#### [Excerpt provided]
The Germ-Theory of Disease

The germ-theory of disease is another question of general bearing, and it will be dealt with briefly here.

After the discovery of bacteria by Leeuwenhoek, in 1687, some medical men of the time suggested the theory that contagious diseases were due to microscopic forms of life that passed from the sick to the well. This doctrine of contagium vivum, when first promulgated, took no firm root, and gradually disappeared. It was not revived until about 1840. If we attempt briefly to sketch the rise of the germ-theory of disease, we come, then, first to the year 1837, when the Italian Bassi investigated the disease of silkworms, and showed that the transmission of that disease was the result of the passing of minute glittering particles from the sick to the healthy. Upon the basis of Bassi's observation, the distinguished anatomist Henle, in 1840, expounded the theory that all contagious diseases are due to microscopic germs.

Records from a collection
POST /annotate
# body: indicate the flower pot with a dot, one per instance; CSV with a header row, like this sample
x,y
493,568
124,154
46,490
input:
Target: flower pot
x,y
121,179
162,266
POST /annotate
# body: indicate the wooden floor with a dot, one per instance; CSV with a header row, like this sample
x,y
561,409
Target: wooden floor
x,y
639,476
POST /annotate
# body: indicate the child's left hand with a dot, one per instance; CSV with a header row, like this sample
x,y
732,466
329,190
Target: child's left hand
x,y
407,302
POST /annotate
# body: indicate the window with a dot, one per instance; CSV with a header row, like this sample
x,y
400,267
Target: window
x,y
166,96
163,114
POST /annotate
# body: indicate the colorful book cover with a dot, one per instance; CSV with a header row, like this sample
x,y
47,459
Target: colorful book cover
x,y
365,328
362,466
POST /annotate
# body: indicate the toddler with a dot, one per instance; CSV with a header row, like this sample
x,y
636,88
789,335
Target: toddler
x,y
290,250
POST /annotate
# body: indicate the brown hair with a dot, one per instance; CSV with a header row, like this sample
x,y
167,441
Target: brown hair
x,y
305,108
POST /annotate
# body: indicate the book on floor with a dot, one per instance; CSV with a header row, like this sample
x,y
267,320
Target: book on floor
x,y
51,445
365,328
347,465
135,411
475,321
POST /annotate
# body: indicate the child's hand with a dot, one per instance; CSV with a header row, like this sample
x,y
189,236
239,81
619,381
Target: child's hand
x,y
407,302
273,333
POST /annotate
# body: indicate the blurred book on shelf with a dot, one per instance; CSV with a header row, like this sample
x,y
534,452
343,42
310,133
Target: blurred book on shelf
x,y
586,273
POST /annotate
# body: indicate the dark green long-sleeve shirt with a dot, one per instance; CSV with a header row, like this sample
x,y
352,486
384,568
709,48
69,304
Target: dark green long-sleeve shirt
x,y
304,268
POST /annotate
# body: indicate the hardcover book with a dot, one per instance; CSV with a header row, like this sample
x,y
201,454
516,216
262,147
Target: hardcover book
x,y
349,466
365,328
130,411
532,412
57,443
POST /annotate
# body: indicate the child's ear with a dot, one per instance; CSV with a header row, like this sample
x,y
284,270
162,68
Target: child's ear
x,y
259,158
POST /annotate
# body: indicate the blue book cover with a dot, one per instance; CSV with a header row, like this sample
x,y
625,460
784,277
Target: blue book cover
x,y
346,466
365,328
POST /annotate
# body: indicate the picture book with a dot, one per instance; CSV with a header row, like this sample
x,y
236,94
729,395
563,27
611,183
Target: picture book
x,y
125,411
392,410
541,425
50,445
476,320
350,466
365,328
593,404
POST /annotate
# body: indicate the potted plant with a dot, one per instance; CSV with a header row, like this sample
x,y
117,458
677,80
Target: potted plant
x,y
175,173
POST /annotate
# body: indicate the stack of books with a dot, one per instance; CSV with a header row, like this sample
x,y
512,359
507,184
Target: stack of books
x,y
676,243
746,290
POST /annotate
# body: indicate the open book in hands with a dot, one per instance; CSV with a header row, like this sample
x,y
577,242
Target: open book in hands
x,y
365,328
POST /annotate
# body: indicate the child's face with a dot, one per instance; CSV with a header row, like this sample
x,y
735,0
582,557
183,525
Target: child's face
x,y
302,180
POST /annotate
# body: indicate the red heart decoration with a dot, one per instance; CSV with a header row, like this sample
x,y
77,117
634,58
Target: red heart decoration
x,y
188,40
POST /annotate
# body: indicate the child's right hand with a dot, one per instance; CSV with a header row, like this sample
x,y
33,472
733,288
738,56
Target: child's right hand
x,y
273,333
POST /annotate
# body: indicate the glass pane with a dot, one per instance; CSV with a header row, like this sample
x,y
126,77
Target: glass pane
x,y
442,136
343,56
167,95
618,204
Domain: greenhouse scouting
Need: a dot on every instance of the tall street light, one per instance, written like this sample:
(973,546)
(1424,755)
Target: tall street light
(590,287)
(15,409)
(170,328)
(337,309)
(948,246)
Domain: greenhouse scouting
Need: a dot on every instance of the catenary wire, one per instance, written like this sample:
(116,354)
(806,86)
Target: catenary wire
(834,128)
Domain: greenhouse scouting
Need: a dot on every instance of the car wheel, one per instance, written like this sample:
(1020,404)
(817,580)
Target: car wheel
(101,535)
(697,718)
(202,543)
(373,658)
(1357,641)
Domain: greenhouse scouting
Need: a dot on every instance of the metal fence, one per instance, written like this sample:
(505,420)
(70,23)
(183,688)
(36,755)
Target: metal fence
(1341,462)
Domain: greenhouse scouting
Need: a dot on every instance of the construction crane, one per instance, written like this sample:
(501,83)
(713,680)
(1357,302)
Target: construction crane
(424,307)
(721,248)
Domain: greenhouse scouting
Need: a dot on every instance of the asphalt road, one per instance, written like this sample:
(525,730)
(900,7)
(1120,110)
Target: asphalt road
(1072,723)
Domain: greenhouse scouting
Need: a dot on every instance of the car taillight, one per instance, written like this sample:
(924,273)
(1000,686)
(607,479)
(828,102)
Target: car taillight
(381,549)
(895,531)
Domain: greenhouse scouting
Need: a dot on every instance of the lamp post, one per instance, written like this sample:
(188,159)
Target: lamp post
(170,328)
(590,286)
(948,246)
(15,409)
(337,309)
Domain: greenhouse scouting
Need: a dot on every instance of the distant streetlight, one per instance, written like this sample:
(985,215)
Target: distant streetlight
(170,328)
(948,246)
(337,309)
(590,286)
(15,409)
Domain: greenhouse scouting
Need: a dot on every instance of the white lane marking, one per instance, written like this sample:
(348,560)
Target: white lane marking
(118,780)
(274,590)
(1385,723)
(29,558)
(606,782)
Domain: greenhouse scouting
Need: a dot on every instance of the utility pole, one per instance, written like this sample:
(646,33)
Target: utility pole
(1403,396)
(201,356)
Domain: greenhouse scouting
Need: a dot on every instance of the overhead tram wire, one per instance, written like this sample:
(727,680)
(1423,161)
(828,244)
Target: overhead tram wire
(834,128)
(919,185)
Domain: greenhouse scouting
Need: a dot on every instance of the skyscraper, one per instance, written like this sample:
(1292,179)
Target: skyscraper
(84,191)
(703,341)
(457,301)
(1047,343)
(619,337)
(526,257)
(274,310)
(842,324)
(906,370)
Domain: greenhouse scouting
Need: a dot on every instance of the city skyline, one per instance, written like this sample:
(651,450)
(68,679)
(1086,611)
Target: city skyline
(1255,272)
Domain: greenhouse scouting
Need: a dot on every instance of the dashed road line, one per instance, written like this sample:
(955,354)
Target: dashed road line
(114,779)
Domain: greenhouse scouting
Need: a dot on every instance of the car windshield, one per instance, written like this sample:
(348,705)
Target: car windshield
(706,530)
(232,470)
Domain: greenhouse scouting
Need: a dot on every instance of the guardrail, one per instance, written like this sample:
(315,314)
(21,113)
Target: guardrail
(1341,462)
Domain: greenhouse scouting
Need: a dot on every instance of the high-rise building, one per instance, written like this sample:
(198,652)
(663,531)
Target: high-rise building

#### [Description of the task]
Pick up the passage on the germ theory of disease after its last sentence and carry it forward.

#### [Result below]
The matter, however, did not receive experimental proof until 1877, when Pasteur and Robert Koch showed the direct connection between certain microscopic filaments and the disease of splenic fever, which attacks sheep and other cattle. Koch was able to get some of these minute filaments under the microscope, and to trace upon a warm stage the different steps in their germination. He saw the spores bud and produce filamentous forms. He was able to cultivate these upon a nutrient substance, gelatin, and in this way to obtain a pure culture of the organism, which is designated under the term anthrax. He inoculated mice with the pure culture of anthrax germs, and produced splenic fever in the inoculated forms. He was able to do this through several generations of mice. In the same year Pasteur showed a similar connection between splenic fever and the anthrax.

This demonstration of the actual connection between anthrax and splenic fever formed the first secure foundation of the germ-theory of disease, and this department of investigation became an important one in general biology. The pioneer workers who reached the highest position in the development of this knowledge are Pasteur, Koch, and Lister.

Fig. 92.—Louis Pasteur (1822-1895) and his Granddaughter.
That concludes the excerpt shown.